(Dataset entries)
******
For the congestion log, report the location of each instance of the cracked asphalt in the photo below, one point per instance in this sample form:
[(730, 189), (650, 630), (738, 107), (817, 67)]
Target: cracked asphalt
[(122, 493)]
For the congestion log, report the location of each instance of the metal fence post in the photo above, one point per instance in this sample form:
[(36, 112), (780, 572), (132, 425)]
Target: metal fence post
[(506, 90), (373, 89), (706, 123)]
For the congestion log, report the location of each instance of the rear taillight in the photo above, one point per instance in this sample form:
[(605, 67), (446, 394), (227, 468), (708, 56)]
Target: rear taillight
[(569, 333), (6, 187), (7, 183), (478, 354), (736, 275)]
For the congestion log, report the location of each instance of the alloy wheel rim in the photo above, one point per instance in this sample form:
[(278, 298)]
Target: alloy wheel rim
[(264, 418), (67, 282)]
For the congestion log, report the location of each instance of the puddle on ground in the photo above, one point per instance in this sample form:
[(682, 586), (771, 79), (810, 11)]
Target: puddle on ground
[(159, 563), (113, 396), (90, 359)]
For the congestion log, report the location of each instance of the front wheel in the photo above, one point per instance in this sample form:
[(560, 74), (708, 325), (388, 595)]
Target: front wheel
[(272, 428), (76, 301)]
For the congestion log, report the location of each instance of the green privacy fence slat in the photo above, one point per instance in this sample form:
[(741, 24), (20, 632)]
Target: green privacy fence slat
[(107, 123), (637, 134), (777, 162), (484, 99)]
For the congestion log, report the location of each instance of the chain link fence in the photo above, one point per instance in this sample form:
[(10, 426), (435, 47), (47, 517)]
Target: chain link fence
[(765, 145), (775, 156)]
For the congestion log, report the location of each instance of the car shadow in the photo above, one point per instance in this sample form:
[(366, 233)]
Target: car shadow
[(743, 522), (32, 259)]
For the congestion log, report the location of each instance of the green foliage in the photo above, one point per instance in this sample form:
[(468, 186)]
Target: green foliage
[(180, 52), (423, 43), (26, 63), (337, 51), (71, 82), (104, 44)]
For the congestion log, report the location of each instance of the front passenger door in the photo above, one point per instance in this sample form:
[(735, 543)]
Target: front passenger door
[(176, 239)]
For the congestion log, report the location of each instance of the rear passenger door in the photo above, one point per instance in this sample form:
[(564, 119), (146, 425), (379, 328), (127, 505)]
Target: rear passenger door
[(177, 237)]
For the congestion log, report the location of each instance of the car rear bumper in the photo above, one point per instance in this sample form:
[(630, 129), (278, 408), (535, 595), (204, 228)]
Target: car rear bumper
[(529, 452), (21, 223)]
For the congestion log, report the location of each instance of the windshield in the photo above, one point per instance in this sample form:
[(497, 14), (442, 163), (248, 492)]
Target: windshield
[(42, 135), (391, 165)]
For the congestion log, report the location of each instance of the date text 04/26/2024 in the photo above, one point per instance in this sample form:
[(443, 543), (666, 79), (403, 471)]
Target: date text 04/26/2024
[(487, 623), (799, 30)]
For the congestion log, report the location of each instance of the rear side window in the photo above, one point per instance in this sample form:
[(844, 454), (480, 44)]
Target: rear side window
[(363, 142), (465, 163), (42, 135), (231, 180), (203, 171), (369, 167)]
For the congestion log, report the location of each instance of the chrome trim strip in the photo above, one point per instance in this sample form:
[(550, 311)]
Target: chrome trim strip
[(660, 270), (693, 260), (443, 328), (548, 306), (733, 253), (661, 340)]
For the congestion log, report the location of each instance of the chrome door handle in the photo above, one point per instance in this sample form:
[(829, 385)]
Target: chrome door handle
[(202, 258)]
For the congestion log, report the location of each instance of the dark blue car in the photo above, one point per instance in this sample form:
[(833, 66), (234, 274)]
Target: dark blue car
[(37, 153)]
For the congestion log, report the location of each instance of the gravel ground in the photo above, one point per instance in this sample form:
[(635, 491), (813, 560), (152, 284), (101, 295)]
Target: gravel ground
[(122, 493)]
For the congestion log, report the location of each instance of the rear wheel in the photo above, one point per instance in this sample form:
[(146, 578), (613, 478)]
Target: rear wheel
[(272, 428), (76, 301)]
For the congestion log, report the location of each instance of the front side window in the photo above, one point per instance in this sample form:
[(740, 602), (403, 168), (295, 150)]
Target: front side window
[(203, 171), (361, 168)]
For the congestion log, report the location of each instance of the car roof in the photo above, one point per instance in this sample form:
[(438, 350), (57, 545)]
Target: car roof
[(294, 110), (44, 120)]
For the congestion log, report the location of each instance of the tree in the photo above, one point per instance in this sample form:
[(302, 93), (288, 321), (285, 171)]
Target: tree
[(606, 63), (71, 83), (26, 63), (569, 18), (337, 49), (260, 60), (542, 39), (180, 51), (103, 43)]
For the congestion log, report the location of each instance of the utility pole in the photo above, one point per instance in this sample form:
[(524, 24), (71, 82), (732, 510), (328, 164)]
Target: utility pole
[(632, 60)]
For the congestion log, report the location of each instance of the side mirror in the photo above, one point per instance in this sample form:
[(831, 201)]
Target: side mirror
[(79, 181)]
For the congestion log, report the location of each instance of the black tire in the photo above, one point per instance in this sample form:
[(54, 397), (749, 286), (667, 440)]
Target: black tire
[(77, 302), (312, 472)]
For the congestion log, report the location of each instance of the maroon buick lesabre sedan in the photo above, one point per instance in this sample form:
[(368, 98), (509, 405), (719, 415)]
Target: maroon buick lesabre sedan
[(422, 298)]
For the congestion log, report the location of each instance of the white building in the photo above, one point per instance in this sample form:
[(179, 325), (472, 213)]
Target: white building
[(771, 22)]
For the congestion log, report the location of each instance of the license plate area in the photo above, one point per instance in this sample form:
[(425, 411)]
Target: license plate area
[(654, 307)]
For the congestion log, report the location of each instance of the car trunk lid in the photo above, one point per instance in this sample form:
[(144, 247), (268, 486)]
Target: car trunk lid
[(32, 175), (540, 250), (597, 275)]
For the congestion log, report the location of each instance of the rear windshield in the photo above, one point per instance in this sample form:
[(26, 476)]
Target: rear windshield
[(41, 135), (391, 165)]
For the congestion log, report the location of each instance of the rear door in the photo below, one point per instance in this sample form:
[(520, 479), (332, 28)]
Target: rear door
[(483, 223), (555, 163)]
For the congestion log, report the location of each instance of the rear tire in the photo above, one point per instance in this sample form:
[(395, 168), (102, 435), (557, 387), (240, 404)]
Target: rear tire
******
Every entry, written out exactly, is what the response should contain.

For the congestion log, report the location of each instance of the cracked asphalt in the photo below, one point per instance in this sample form:
[(730, 189), (650, 630), (738, 107), (817, 67)]
Target: cracked asphalt
[(122, 493)]
For the congestion log, report the location of each instance of the metal fence post in the photo above, one point per instance in this sample form:
[(36, 112), (780, 572), (132, 425)]
Target: metal fence post
[(506, 90), (373, 89), (706, 123)]
For the congestion log, report the location of each instance of the rear taillight in the photo above, one point per instance in this sample form:
[(605, 67), (446, 394), (227, 468), (708, 56)]
Target: rear taillight
[(569, 333), (6, 187), (7, 183), (478, 354), (736, 275)]
For the congestion log, report the location of each instance of the alloy wheel rim in the photo above, one point per instance in this sample form:
[(278, 298)]
Target: alloy wheel rim
[(264, 418), (67, 282)]
For the congestion log, report the location of each instance of the puddle on ground in the photo above, one point per instance in this sample form:
[(682, 586), (771, 79), (810, 11)]
Target: puddle on ground
[(159, 563), (113, 396), (90, 359)]
For the congestion log, report the location of each instance of the front wheel in the photo above, one point per instance in this sample form:
[(560, 74), (708, 325), (388, 595)]
Target: front wheel
[(272, 428), (76, 301)]
For the congestion log, report the location of each instance of the green privacy fence slat in the photo above, one point per instance in this sample form:
[(741, 24), (20, 632)]
Target: green privacy fence slat
[(107, 123), (637, 134), (777, 162), (484, 99)]
For the congestion log, report the location of each instance of the chain link fence in the photo above, one point per instance in this sample form:
[(10, 426), (435, 47), (47, 517)]
Target: chain link fence
[(765, 145), (775, 156)]
For the congestion log, report the location of each instance of the car shadow in the photo above, one point per instance in this sample form:
[(366, 233)]
Target: car shadow
[(743, 522), (32, 259)]
For the congestion log, report the location of each instance of the green foliage in the photo above, one point per instance in this sample form:
[(468, 186)]
Target: green foliage
[(180, 52), (423, 43), (26, 63), (337, 51), (71, 82), (104, 44)]
For the congestion log, report the location of each instance of the front passenger door in the photo above, one point per instance in this sample form:
[(735, 543)]
Target: front passenger door
[(176, 239)]
For the congestion log, report the location of each instance of the rear passenger door in the photo above, one point per instance in this sample form:
[(564, 119), (146, 425), (379, 328), (127, 505)]
Target: rear passenger door
[(177, 237)]
For the congestion log, report the location of each instance of the car rear bumper in the photo above, one point per instance in this sample form:
[(630, 129), (278, 408), (535, 595), (204, 228)]
Target: car rear bumper
[(529, 452), (21, 223)]
For the congestion log, report the location of each instance of the windshield in the photo above, one point per instance in this sample form:
[(497, 14), (442, 163), (248, 492)]
Target: windshield
[(42, 135), (391, 165)]
For the congestion log, report the location of each instance of the date text 04/26/2024 in the photo above, one point per instance in this sample form:
[(443, 543), (666, 79), (403, 471)]
Target: date text 04/26/2024
[(487, 623), (799, 30)]
For the congestion log, report the location of each instance of the rear side window in the photo above, one point per instance in this sample form:
[(844, 454), (480, 44)]
Target: rear side window
[(363, 142), (465, 163), (42, 135), (231, 180), (203, 171), (369, 167)]
For the congestion log, report the location of each instance of the chrome trim strip in the photo above, one point per instance in this sample form:
[(550, 311)]
Target: chrome trim strip
[(660, 270), (693, 260), (443, 328), (548, 306), (733, 253), (661, 340)]
For the congestion log, report the location of each instance of the chrome door handle in the photo above, one point per instance in this sample form:
[(829, 385)]
Target: chrome door handle
[(202, 258)]
For the congestion log, report the location of each instance of the dark blue car in the photo above, one point per instance in this sample form:
[(833, 66), (234, 274)]
Target: dark blue car
[(37, 153)]
For the congestion log, report the location of each instance of the gravel ground in the photo above, one point per instance in this sample form:
[(635, 491), (813, 560), (152, 284), (101, 295)]
Target: gravel ground
[(122, 493)]
For the congestion log, report the location of each instance of the rear wheel in the photo above, one point per instance in this sample form:
[(146, 578), (613, 478)]
Target: rear wheel
[(272, 428), (76, 301)]
For the congestion log, report the location of each instance of the front side window in the photo above, one point per instance in this sample form:
[(740, 602), (403, 168), (295, 150)]
Target: front side window
[(203, 171), (361, 168)]
For the congestion log, report the location of each instance of the car roof in the photo above, one point per instance in this sample form:
[(438, 350), (57, 545)]
Target: car roof
[(294, 110), (44, 120)]
For the congestion log, report the location of each instance of the tree in the photo above, one point per instance in this sample form:
[(302, 93), (288, 321), (285, 171)]
Target: tree
[(606, 63), (71, 83), (26, 63), (569, 18), (337, 49), (260, 60), (542, 39), (180, 51), (103, 43)]
For the congestion log, report the location of each instance of the utility pole in the photo above, one point per instance in this sample form:
[(524, 24), (71, 82), (732, 510), (328, 164)]
Target: utility pole
[(632, 60)]
For the congestion log, report the location of each instance of the side mirror in the photo above, one point per instance in this sample form:
[(831, 201)]
Target: side mirror
[(79, 181)]
For the congestion log, report the location of each instance of the black tire in the photo above, one point per instance in this sample form:
[(54, 397), (749, 286), (667, 440)]
Target: black tire
[(77, 302), (312, 472)]
For the congestion log, report the location of each instance of the maroon buick lesabre sedan in the photo above, one point per instance in this sample form:
[(368, 98), (509, 405), (719, 415)]
Target: maroon buick lesabre sedan
[(422, 298)]
For the congestion log, report the location of each instance of the white building in the photo above, one point per instance in this sample form:
[(179, 325), (472, 213)]
Target: white building
[(771, 22)]
For the congestion log, report the location of each instance of the license plate area in the photo above, one point per instance in this sample form:
[(425, 411)]
Target: license plate area
[(654, 307)]
For the congestion log, report the location of each instance of the car trunk lid in the photo above, one point per instance in this sample form:
[(144, 247), (268, 486)]
Target: car trunk lid
[(32, 175), (540, 250), (597, 275)]
For the congestion log, report the location of each instance of the rear windshield in the photo above, one point per instance in this sample form:
[(26, 476)]
Target: rear windshield
[(41, 135), (391, 165)]
For the congestion log, report the location of each instance of the rear door in the photo below, one point per instance in this sample form:
[(520, 479), (332, 28)]
Target: rear door
[(483, 223), (555, 163)]
For the congestion log, report the location of each instance of the rear tire in the photo above, one point per instance in this sample form:
[(395, 168), (102, 435), (557, 387), (240, 404)]
Target: rear tire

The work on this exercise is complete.